**DATA SHOWN:**
((
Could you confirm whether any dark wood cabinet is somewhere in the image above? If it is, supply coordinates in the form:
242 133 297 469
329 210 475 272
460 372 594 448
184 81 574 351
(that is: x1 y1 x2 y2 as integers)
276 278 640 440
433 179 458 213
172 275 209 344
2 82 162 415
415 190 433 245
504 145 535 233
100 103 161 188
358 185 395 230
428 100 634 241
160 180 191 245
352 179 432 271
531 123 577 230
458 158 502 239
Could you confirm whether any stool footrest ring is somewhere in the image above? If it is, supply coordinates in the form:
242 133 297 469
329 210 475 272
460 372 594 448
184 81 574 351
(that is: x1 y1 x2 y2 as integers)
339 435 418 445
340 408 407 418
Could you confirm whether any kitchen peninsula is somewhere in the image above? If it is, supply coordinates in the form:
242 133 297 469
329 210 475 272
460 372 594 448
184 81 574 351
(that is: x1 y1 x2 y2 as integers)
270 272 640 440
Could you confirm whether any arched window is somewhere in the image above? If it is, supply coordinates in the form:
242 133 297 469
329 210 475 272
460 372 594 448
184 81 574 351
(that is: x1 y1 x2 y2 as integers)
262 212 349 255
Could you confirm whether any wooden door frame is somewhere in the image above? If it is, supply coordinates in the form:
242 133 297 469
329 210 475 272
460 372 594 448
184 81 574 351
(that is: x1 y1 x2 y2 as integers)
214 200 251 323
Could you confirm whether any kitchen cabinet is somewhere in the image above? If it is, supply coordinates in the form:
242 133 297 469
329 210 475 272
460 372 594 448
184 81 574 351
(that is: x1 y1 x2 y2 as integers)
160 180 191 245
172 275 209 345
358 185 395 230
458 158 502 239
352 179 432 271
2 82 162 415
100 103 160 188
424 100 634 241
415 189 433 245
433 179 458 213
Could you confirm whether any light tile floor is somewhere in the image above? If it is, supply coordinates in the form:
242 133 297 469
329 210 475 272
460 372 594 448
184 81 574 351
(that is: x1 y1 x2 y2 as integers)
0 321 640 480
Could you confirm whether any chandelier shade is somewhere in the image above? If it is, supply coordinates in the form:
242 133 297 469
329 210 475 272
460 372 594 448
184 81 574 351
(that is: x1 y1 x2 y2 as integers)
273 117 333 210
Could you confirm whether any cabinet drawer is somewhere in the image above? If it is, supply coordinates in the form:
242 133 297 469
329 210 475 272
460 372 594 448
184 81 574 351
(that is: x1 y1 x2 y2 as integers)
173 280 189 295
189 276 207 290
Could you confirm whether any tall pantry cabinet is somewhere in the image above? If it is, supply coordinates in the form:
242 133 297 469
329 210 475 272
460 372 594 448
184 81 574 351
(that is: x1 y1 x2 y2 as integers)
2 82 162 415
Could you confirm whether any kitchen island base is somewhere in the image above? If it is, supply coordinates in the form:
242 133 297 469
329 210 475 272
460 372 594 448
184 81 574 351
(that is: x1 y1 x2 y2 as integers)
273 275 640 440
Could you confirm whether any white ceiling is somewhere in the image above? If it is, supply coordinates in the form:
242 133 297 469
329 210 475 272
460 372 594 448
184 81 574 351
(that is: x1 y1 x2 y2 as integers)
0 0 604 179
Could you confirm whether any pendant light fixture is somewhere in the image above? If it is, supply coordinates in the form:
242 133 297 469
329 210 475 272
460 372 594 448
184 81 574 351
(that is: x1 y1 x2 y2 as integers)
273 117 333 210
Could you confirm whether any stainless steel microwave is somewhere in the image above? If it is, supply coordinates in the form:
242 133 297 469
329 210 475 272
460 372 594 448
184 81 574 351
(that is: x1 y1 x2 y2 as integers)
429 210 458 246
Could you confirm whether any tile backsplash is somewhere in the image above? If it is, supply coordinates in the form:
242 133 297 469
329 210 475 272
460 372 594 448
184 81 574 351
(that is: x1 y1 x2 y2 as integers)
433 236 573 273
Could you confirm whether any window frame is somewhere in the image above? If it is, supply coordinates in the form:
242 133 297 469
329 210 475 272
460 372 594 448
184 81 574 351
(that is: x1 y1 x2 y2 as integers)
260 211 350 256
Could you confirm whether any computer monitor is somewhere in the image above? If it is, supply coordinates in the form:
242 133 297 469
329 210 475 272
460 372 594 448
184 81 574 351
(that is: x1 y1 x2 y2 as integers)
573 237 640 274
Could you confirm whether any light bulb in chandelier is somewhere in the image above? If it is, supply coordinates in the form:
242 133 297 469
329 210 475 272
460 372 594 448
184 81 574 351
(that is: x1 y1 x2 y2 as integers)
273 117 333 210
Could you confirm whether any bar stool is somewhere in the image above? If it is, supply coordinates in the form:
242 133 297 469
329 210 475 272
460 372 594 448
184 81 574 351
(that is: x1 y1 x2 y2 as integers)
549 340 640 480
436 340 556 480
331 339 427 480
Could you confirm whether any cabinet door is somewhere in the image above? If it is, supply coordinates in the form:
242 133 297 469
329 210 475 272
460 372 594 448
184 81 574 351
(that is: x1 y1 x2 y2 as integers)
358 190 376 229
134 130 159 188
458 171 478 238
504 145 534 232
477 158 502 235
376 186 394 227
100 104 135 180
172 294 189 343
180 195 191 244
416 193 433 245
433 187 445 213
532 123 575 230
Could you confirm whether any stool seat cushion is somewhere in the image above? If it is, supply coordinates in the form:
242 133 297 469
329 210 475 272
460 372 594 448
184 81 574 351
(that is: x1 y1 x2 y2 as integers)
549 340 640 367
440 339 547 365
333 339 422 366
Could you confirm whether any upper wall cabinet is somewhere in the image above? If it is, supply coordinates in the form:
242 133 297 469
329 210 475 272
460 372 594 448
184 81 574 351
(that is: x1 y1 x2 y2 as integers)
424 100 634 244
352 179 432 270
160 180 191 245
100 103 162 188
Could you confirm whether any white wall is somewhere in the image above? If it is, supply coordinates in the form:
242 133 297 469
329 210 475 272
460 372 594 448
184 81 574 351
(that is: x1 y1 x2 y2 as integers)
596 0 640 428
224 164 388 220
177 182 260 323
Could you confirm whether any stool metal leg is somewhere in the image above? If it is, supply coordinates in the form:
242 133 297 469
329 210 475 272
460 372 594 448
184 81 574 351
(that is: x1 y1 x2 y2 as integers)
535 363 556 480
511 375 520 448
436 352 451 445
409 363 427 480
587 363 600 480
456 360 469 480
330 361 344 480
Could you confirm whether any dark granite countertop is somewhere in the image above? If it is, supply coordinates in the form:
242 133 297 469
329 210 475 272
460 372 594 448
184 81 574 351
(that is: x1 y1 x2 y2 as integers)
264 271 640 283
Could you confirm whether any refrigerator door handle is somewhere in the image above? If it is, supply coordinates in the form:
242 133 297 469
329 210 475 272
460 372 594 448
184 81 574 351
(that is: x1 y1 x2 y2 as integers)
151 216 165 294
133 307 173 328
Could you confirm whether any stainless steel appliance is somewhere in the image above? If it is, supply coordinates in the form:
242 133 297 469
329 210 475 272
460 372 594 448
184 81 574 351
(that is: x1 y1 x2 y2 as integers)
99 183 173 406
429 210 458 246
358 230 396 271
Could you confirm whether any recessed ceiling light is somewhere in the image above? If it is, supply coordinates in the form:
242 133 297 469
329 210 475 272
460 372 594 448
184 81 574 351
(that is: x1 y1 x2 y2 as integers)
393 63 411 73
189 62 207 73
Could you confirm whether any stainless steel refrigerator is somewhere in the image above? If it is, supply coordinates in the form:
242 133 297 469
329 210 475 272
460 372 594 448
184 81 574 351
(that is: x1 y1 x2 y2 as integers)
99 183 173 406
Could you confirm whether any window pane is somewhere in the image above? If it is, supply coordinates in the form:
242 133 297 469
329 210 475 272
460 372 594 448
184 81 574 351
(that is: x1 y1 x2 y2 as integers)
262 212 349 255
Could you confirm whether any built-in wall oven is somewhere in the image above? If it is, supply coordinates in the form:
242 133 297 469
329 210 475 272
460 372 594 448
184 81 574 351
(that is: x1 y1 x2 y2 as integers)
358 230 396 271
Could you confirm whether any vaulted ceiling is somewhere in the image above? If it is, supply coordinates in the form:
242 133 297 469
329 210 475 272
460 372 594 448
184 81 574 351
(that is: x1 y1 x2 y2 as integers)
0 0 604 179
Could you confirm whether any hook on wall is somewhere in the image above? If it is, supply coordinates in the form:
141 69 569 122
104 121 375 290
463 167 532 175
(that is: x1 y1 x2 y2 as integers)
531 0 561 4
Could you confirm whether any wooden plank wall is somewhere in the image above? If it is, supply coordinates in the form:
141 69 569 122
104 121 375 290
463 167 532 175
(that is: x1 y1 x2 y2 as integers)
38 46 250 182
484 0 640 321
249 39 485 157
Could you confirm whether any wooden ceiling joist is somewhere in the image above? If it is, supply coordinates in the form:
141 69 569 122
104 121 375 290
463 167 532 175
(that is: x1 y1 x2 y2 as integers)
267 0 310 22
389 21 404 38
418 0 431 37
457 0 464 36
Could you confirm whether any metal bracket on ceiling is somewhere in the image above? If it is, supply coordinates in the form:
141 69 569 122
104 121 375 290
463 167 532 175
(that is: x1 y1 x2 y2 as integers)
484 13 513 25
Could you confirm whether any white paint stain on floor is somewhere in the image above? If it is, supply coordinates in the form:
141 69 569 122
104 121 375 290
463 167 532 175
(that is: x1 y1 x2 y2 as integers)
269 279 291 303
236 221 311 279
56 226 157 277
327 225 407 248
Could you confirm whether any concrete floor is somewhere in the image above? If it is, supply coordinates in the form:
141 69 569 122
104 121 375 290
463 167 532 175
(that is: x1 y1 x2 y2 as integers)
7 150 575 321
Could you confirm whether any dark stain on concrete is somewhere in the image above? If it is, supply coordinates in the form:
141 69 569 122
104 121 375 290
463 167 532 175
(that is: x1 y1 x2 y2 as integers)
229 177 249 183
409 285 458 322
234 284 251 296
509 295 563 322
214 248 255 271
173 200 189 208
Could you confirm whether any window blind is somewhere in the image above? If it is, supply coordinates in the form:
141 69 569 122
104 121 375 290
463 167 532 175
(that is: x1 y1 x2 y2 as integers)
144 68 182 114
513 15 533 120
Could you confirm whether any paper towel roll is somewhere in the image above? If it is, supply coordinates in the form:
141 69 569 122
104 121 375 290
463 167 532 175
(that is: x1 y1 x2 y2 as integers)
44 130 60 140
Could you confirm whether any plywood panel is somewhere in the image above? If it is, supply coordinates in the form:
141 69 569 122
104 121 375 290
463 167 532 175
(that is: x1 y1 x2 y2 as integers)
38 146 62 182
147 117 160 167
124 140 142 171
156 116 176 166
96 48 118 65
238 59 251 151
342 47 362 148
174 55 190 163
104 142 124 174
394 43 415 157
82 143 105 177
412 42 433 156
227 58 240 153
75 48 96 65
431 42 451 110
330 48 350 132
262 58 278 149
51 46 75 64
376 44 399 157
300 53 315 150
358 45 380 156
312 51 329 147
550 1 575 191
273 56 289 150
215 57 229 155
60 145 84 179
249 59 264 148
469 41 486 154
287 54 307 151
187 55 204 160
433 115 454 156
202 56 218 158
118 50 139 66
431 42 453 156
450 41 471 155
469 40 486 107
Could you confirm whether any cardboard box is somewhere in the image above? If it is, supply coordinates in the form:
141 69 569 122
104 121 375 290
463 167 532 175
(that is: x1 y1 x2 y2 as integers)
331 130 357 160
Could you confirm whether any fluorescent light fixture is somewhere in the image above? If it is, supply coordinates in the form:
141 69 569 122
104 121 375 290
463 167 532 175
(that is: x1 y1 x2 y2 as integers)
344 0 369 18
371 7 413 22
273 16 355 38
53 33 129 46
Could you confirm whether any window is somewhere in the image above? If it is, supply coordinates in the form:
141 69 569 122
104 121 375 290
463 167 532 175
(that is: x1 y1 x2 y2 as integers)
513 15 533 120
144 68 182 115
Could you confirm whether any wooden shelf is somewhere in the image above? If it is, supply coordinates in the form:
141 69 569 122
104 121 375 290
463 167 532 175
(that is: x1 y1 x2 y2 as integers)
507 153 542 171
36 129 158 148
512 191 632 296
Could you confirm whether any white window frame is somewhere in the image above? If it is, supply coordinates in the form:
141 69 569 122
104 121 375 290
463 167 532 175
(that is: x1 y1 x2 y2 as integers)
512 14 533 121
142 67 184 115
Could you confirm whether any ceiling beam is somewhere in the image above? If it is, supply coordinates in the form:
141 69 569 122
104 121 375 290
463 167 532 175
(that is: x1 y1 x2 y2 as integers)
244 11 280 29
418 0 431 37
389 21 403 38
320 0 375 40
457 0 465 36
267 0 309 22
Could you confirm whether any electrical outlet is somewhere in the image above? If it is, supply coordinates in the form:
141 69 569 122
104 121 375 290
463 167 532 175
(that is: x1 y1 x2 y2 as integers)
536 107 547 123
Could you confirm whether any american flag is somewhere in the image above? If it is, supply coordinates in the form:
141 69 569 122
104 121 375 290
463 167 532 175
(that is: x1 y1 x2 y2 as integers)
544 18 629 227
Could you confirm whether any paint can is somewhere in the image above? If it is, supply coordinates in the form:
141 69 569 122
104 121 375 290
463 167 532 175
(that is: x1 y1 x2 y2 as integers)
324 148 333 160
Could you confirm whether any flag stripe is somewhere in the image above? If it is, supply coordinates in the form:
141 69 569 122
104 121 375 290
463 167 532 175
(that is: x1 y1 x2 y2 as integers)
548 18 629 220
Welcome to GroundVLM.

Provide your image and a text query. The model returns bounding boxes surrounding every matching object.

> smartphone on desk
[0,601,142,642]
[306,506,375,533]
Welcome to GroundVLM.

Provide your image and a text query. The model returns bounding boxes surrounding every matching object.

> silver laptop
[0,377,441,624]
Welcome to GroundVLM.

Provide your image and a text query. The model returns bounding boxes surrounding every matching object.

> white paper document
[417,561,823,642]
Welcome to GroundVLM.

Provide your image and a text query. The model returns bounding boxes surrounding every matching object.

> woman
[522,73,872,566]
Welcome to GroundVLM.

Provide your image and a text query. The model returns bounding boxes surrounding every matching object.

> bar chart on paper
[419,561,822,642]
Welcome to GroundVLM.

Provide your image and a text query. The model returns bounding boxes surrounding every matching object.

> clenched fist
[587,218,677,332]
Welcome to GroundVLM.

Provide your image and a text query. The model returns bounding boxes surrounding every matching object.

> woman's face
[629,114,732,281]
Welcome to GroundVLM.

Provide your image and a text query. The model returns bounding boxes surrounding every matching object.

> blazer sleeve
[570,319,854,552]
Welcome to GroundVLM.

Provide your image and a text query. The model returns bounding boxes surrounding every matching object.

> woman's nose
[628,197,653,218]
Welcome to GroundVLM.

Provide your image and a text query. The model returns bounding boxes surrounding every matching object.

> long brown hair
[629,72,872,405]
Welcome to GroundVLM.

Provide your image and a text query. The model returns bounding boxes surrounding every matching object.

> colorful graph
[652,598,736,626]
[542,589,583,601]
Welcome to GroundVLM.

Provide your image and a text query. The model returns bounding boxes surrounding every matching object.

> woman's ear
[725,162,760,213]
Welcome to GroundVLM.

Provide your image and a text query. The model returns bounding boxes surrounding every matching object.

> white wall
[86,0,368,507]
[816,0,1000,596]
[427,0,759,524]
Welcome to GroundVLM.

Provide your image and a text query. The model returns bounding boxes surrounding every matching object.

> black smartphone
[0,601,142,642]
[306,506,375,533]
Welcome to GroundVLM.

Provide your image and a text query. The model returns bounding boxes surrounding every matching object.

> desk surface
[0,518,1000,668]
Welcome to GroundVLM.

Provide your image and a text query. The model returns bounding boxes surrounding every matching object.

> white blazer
))
**PROBLEM DETAILS:** Tally the lines in the rows above that contain the string "fixture", treating uppercase and lowercase as different. Give only the number.

**THE OUTPUT:** 2